Problem: In your copy of the entries, please include no pictures and return every word exactly.
-- The records follows --
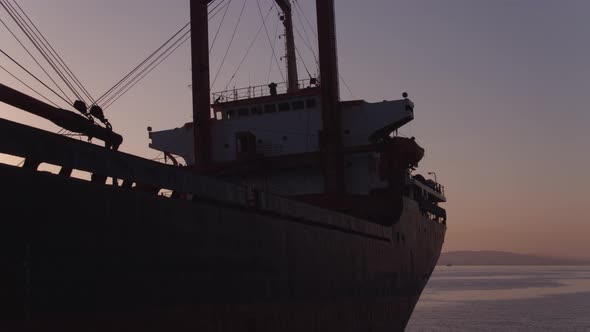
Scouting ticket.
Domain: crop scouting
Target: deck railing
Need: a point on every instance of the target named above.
(257, 91)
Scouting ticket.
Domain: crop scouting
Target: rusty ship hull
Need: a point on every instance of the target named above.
(119, 259)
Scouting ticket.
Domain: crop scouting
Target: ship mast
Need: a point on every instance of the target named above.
(201, 80)
(331, 134)
(292, 79)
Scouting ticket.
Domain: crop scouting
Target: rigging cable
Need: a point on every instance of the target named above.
(28, 86)
(145, 71)
(34, 59)
(211, 16)
(35, 77)
(269, 41)
(230, 43)
(270, 62)
(29, 33)
(339, 74)
(60, 59)
(305, 40)
(248, 50)
(141, 64)
(219, 27)
(186, 37)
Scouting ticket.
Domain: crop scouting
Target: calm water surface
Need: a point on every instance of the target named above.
(505, 298)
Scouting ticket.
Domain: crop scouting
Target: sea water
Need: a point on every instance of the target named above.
(504, 298)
-- The records concluded --
Response box:
Scouting ticket.
Domain: crop scouting
Target: deck railing
Need: a point on every instance of the target named above.
(257, 91)
Scouting ticket.
Domain: crop scouting
Target: rusty ship hull
Need: a point on every instance of the target named above.
(119, 259)
Scouting ticket.
Domain: crop scouting
Target: ship mast
Need: a point on every instance of the target named above.
(201, 80)
(331, 134)
(292, 79)
Scouting ticket.
Domain: crop scouting
Target: rigging cable
Need: a point on every instance of the target named above.
(28, 86)
(145, 71)
(34, 59)
(211, 16)
(35, 77)
(269, 41)
(230, 43)
(270, 62)
(29, 33)
(339, 74)
(60, 59)
(305, 40)
(248, 50)
(141, 64)
(219, 27)
(186, 37)
Scouting ticket.
Domain: crop scouting
Target: calm water surface
Need: a point on every instance of the target named above.
(505, 298)
Scouting ticket.
Domain: crop scouting
Target: sea water
Need: a point on every instance of the target named above.
(504, 298)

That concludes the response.